**TRECHO FORNECIDO**
--- --- ---
A partir da indicação médica, a advogada cita que quem possui plano de saúde, costuma recorrer ao convênio para que lhe sejam fornecidas as terapias necessárias. Com o rol sendo definido como taxativo, a estudante conta que milhares de famílias se mobilizaram nas redes sociais para fazer protestos com a hashtag ‘rol taxativo mata’. “Também houve mobilizações nas capitais, em frente aos Tribunais de Justiça de cada Estado. Mães e familiares de autistas se acorrentaram em frente ao STJ no dia 8 de junho”, relata.

Segundo Iliene, a votação dos Ministros foi de seis em prol do caráter taxativo, e três para o exemplificativo, mantendo a taxatividade do Rol de coberturas obrigatórias da ANS. “O que se tornou um pesadelo na vida das famílias de pessoas portadoras do Transtorno do Espectro do Autista (TEA), pois a decisão afetaria a justificativa de negativa por parte dos planos de saúde na recusa de fornecer as terapias e tratamentos adequados”, reconhece.

Cobertura assistencial ampliada é alívio para pais e responsáveis

Com a decisão, Iliene enfatiza que as manifestações dos familiares de pessoas com autismo não pararam. A futura psicopedagoga frisa que logo após a decisão do STJ, o Senado Federal se uniu contra a limitação de tratamentos em face dos planos de saúde, sendo realizada 10 Proposições Legislativas por senadores de diferentes partidos. “No dia 21, o Ministério Público Federal (MPF) enviou à ANS recomendação para assegurar o tratamento integral aos beneficiários de planos de saúde diagnosticados com autismo. O documento fixou o prazo de 10 dias para que o órgão regulador providenciasse ampla divulgação e esclarecimentos as operadoras de saúde quanto à obrigação de arcar com número ilimitado de sessões com psicólogos, terapeutas ocupacionais, fonoaudiólogos ou fisioterapeutas, conforme a indicação médica”, refere.
--- --- ---
**EXERCÍCIOS A RESOLVER**
1) Relacione todas as categorias de profissionais cujas sessões, segundo o trecho sobre o rol taxativo, as operadoras de saúde devem custear em número ilimitado.
2) Traduza para o inglês a seguinte frase do trecho sobre o rol taxativo: "Com a decisão, Iliene enfatiza que as manifestações dos familiares de pessoas com autismo não pararam."
3) Retome o trecho sobre o rol taxativo a partir do ponto em que ele termina.
A listagem não é necessária para realizar as tarefas.

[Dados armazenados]
--- --- ---
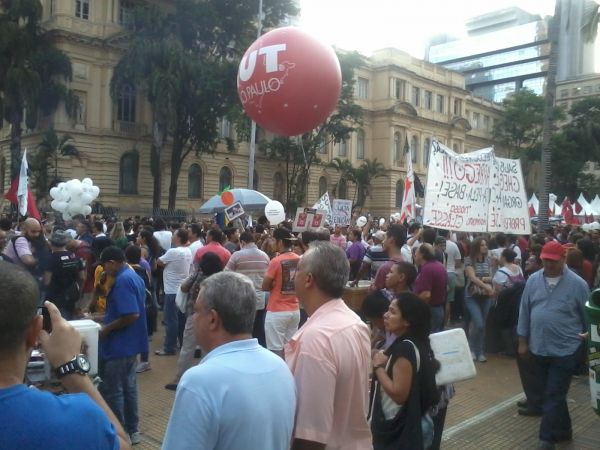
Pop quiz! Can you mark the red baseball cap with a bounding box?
[540,241,565,261]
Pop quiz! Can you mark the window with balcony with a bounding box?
[117,85,136,123]
[188,164,202,198]
[412,86,421,106]
[356,77,369,98]
[436,94,444,113]
[119,152,139,195]
[356,130,365,159]
[219,166,233,192]
[75,0,90,20]
[423,91,433,109]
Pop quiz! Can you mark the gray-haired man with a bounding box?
[163,272,296,450]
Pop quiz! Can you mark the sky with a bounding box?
[300,0,572,59]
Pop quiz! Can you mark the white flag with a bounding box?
[313,192,333,226]
[400,149,415,223]
[17,149,29,216]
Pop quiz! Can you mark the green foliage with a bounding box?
[0,0,78,178]
[259,52,365,211]
[111,0,297,208]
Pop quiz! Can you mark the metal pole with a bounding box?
[248,0,263,189]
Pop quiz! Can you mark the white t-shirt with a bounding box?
[158,247,193,294]
[445,241,460,273]
[154,230,173,252]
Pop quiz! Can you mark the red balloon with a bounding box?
[237,27,342,136]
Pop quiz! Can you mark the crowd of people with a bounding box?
[0,211,600,450]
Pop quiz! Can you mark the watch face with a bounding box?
[77,355,91,373]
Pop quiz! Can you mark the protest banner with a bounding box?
[330,198,352,227]
[423,140,531,234]
[488,158,531,234]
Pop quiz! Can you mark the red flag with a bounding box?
[4,177,40,220]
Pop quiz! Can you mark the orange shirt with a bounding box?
[284,299,373,450]
[266,252,300,312]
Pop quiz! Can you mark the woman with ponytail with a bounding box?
[369,292,440,450]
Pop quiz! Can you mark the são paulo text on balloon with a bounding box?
[50,178,100,220]
[237,27,342,136]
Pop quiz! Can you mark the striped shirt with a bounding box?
[517,268,590,357]
[225,244,271,309]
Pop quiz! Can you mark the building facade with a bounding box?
[0,0,503,215]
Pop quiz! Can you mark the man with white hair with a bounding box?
[288,241,373,450]
[163,272,296,450]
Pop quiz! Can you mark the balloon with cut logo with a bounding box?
[237,27,342,136]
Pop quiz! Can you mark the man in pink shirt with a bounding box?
[194,228,231,267]
[285,241,372,450]
[329,225,347,251]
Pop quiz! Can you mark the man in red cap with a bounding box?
[517,241,590,450]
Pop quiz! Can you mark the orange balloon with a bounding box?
[221,191,233,206]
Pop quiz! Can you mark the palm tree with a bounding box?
[326,158,356,197]
[354,158,389,207]
[0,0,79,179]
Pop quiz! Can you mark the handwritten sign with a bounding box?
[423,140,531,234]
[330,198,352,227]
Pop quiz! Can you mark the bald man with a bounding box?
[5,218,42,270]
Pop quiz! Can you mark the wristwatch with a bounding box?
[54,354,91,380]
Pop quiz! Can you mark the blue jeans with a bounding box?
[531,351,581,442]
[98,356,140,434]
[465,292,494,357]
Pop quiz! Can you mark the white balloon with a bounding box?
[81,193,94,205]
[265,200,285,225]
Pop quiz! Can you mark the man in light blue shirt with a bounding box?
[517,241,590,450]
[163,272,296,450]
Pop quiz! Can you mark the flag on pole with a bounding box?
[400,148,416,223]
[4,150,40,220]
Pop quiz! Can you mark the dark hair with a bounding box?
[200,252,223,277]
[385,225,406,248]
[125,245,142,264]
[152,217,167,231]
[421,228,437,245]
[206,227,223,244]
[501,248,517,264]
[273,227,294,248]
[240,231,256,244]
[175,228,188,244]
[394,261,417,286]
[139,228,162,258]
[0,261,40,354]
[360,291,390,319]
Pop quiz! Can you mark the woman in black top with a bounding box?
[369,292,440,450]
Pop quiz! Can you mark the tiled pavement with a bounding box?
[135,318,600,450]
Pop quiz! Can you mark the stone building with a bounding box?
[0,0,502,218]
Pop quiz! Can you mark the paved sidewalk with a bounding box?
[134,318,600,450]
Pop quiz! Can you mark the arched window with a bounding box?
[396,180,404,208]
[319,177,327,198]
[338,139,346,156]
[356,130,365,159]
[392,131,402,161]
[252,169,260,191]
[188,164,202,198]
[273,172,283,202]
[219,166,233,192]
[423,138,431,167]
[410,134,419,164]
[338,179,348,199]
[119,152,139,194]
[117,84,136,123]
[0,156,6,194]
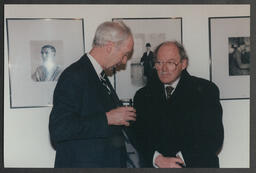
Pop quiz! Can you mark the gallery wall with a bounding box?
[4,5,250,168]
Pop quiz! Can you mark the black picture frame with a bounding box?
[209,16,250,100]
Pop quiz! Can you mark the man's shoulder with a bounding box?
[63,54,89,73]
[57,55,90,79]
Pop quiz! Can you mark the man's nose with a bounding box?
[122,56,127,64]
[162,63,168,71]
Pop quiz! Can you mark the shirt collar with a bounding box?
[87,53,103,78]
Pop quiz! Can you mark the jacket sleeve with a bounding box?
[182,83,224,167]
[49,71,108,146]
[129,88,153,167]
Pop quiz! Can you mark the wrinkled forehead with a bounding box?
[41,47,54,53]
[157,44,181,61]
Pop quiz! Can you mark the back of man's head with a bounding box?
[92,21,132,47]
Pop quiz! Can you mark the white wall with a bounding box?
[4,5,250,168]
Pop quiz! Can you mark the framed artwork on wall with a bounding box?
[209,16,250,100]
[6,18,85,108]
[112,17,182,100]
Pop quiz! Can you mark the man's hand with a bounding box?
[155,155,184,168]
[106,106,136,126]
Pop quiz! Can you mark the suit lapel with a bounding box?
[85,56,116,111]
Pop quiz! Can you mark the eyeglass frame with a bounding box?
[154,60,182,71]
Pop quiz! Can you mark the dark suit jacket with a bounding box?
[49,55,126,168]
[132,70,223,167]
[140,51,154,77]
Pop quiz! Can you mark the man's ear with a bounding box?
[181,59,188,70]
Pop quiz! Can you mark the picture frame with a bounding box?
[209,16,250,100]
[112,17,182,100]
[6,18,85,108]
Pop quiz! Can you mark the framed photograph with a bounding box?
[209,17,250,100]
[113,17,182,99]
[6,18,85,108]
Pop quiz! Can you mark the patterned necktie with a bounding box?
[100,71,111,95]
[165,86,174,100]
[100,71,140,168]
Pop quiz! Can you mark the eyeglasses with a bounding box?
[155,61,181,71]
[122,51,132,59]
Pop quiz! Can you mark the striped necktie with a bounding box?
[100,70,111,95]
[165,86,174,100]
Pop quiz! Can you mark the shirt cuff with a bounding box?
[153,151,162,168]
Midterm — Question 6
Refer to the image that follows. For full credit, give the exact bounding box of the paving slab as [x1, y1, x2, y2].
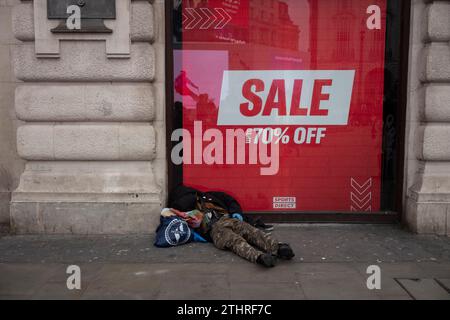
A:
[397, 279, 450, 300]
[0, 225, 450, 300]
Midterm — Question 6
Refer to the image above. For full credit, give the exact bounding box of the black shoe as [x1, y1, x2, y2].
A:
[256, 253, 277, 268]
[277, 243, 295, 260]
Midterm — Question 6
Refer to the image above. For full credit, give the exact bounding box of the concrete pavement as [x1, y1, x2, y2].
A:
[0, 225, 450, 300]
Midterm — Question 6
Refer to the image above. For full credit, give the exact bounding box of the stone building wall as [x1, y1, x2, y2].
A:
[405, 0, 450, 235]
[0, 0, 24, 225]
[11, 0, 167, 234]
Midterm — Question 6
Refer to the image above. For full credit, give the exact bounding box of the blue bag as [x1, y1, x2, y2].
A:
[155, 216, 194, 248]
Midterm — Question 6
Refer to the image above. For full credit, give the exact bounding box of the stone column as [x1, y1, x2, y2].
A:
[11, 0, 167, 234]
[406, 0, 450, 235]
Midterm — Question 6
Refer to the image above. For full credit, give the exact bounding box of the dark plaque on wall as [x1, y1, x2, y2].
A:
[47, 0, 116, 33]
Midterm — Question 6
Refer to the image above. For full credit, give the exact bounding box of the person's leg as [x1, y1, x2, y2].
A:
[211, 221, 262, 263]
[233, 220, 278, 255]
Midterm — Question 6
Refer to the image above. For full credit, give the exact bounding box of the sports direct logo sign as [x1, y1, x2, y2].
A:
[217, 70, 355, 126]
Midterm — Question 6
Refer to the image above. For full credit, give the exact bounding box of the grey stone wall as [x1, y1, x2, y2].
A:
[0, 0, 24, 224]
[405, 0, 450, 235]
[11, 0, 167, 234]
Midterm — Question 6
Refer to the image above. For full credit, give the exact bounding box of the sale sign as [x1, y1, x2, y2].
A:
[217, 70, 355, 126]
[176, 0, 386, 213]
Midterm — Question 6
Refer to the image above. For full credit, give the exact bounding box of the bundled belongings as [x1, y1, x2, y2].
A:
[155, 208, 207, 248]
[163, 186, 295, 267]
[169, 185, 273, 231]
[155, 216, 194, 248]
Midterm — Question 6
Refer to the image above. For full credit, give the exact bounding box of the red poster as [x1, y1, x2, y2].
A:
[175, 0, 386, 212]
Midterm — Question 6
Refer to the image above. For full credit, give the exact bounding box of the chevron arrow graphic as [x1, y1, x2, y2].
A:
[214, 8, 232, 29]
[200, 8, 217, 30]
[182, 8, 232, 30]
[350, 178, 372, 212]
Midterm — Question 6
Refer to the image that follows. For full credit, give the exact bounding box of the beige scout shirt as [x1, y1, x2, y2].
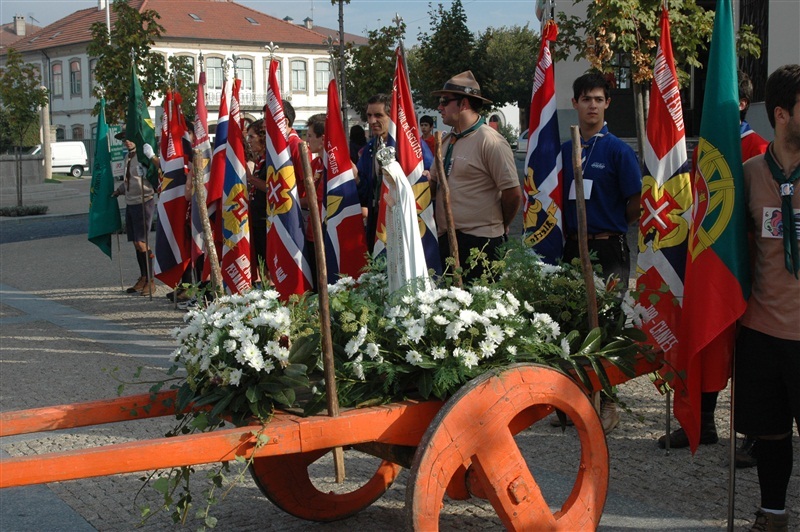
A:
[436, 125, 519, 238]
[742, 156, 800, 340]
--- --- ---
**RESPOSTAS DAS TAREFAS**
1) Psicólogos, terapeutas ocupacionais, fonoaudiólogos e fisioterapeutas.

2) With the decision, Iliene emphasizes that the demonstrations by relatives of people with autism did not stop.

3)
Uma novidade recente e citada pelas mães é a aprovação nesta quinta-feira, 23, pela diretoria colegiada da ANS, de uma normativa que amplia as regras de cobertura assistencial de planos de saúde para pacientes com transtornos do desenvolvimento, entre os quais o autismo. A mãe do Victor, Renata, comemora, pois a resolução beneficia os portadores de TEA. “Esta decisão incorpora a terapia ABA ao rol de tratamentos que devem ser disponibilizados pelas operadoras. Isso significa um grande avanço, já que muitos autistas possuem recomendação para esta intervenção, sendo que até então, só conseguiam acesso através de ordem judicial, visto a negativa das operadoras”, exemplifica.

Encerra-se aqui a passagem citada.